_Data for the task_.
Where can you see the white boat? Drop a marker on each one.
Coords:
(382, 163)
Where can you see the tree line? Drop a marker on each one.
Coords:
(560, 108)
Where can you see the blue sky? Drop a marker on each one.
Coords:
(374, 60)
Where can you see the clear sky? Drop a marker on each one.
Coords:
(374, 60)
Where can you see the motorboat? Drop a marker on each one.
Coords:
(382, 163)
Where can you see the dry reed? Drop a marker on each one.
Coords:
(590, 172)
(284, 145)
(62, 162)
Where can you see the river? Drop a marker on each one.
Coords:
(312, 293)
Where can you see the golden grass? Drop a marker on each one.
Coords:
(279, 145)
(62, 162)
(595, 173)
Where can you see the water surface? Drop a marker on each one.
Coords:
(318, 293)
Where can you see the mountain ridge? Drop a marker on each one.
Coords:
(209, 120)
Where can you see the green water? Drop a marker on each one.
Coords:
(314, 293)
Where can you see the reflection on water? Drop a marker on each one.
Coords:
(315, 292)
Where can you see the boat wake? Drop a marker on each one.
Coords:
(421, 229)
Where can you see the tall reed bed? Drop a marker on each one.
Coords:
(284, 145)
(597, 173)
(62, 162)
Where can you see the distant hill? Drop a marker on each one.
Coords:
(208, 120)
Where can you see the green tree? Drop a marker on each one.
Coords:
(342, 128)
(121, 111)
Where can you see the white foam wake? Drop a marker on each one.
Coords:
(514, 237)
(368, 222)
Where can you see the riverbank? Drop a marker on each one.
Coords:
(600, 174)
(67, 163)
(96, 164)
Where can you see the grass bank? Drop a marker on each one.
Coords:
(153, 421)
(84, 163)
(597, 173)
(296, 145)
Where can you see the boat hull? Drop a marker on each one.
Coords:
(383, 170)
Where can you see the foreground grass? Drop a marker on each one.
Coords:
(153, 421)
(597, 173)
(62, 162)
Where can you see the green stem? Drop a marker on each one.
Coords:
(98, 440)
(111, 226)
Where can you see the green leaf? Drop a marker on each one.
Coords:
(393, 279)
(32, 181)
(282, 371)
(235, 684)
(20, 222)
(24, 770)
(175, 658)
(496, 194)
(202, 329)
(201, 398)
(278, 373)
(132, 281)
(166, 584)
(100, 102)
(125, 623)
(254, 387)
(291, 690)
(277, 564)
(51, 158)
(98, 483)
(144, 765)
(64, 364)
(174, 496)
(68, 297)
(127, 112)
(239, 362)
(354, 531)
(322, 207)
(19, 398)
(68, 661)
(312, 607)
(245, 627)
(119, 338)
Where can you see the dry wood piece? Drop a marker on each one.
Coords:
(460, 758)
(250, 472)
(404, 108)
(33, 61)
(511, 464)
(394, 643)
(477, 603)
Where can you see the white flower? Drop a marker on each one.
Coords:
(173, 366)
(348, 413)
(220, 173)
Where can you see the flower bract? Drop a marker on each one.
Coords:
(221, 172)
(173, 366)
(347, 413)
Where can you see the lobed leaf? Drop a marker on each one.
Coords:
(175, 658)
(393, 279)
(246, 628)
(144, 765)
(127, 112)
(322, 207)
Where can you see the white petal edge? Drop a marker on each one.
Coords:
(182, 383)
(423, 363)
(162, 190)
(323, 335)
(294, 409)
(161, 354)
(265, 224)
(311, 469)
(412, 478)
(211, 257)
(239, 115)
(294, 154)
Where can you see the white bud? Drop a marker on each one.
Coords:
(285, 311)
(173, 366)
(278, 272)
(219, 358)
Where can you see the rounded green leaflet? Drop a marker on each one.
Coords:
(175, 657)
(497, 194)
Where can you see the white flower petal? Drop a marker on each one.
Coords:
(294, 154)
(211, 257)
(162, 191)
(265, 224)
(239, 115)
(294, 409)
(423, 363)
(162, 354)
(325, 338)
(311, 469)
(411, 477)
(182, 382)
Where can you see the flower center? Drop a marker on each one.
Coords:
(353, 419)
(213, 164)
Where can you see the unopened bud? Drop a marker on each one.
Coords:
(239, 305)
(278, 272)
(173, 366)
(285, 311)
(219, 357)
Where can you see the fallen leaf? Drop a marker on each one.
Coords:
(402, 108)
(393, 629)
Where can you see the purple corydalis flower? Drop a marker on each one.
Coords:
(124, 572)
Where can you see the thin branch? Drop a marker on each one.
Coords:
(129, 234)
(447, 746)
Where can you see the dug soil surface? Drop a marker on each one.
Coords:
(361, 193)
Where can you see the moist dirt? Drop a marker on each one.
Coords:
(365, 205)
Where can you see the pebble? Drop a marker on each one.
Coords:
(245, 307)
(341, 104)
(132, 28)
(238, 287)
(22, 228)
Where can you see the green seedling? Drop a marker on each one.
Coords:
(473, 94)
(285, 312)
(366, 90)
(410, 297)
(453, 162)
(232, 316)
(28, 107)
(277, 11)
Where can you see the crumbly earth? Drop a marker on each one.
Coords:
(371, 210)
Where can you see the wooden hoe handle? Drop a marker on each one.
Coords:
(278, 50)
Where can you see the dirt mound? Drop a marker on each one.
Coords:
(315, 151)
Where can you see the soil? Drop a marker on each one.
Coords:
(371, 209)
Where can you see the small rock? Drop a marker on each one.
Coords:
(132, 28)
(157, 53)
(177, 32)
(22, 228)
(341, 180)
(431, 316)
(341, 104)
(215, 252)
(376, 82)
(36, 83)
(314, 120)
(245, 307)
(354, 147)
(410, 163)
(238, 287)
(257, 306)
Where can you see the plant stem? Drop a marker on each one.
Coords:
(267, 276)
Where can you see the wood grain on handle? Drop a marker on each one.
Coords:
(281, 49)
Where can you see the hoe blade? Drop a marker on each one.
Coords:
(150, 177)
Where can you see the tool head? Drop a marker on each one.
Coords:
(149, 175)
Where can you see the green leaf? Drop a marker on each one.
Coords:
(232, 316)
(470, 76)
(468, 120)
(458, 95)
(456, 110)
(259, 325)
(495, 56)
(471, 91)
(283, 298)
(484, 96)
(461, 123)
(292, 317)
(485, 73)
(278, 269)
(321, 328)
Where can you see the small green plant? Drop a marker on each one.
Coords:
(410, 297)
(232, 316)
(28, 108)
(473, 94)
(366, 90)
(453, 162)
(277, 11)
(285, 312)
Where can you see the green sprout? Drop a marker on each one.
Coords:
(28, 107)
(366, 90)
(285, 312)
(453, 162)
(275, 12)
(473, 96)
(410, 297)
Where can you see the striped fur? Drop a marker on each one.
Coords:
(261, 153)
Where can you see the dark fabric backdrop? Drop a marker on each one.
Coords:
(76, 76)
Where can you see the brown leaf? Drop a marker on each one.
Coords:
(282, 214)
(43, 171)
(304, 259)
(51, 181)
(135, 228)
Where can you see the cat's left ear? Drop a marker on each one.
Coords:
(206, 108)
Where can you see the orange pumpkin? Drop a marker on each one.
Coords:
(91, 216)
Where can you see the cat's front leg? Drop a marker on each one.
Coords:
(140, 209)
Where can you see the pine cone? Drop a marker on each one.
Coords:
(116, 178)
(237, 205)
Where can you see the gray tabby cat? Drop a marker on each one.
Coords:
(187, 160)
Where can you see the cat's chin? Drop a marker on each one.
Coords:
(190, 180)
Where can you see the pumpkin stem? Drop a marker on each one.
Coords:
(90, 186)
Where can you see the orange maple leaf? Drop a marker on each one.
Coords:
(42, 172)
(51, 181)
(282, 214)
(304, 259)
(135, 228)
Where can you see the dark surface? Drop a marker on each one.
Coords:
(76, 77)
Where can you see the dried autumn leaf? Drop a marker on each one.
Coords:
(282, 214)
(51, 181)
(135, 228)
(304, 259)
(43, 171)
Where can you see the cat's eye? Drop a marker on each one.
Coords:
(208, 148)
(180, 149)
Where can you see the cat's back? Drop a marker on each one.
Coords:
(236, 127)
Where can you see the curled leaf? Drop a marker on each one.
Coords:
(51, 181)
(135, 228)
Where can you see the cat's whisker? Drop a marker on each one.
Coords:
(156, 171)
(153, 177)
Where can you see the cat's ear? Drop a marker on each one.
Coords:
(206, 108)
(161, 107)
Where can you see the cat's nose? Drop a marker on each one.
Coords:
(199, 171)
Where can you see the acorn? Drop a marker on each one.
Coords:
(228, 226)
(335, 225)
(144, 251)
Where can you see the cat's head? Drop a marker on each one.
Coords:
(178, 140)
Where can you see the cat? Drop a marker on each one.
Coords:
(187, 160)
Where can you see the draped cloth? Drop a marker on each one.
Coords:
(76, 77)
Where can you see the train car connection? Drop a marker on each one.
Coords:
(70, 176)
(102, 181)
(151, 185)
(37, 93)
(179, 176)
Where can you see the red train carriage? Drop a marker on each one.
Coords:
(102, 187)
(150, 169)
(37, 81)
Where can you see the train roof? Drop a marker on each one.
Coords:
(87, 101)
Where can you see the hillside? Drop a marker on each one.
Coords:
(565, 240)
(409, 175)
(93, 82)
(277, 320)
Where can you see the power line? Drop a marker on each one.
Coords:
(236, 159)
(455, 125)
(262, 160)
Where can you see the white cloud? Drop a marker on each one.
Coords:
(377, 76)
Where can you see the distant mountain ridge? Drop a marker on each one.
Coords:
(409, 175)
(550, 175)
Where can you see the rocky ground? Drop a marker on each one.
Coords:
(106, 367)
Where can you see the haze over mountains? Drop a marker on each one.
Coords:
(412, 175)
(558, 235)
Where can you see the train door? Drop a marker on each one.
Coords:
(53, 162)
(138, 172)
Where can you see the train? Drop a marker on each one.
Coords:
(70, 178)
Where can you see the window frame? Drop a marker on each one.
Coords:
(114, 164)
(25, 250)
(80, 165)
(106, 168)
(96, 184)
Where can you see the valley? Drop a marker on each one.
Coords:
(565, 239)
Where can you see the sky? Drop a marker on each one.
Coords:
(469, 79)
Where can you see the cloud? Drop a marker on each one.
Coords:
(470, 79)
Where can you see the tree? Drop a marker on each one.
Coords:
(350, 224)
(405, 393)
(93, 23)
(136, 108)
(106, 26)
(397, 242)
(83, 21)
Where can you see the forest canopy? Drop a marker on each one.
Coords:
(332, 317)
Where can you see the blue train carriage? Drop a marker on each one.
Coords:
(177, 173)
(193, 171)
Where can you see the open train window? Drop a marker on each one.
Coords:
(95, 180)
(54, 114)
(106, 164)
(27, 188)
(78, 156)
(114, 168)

_Action item_.
For each line in the data that holds the word "carriage", copy the line.

_Response for this exercise_.
Where can you see the red train carriage? Drop a marker on each one.
Where can you see the blue train carriage? Drop a marker on each one.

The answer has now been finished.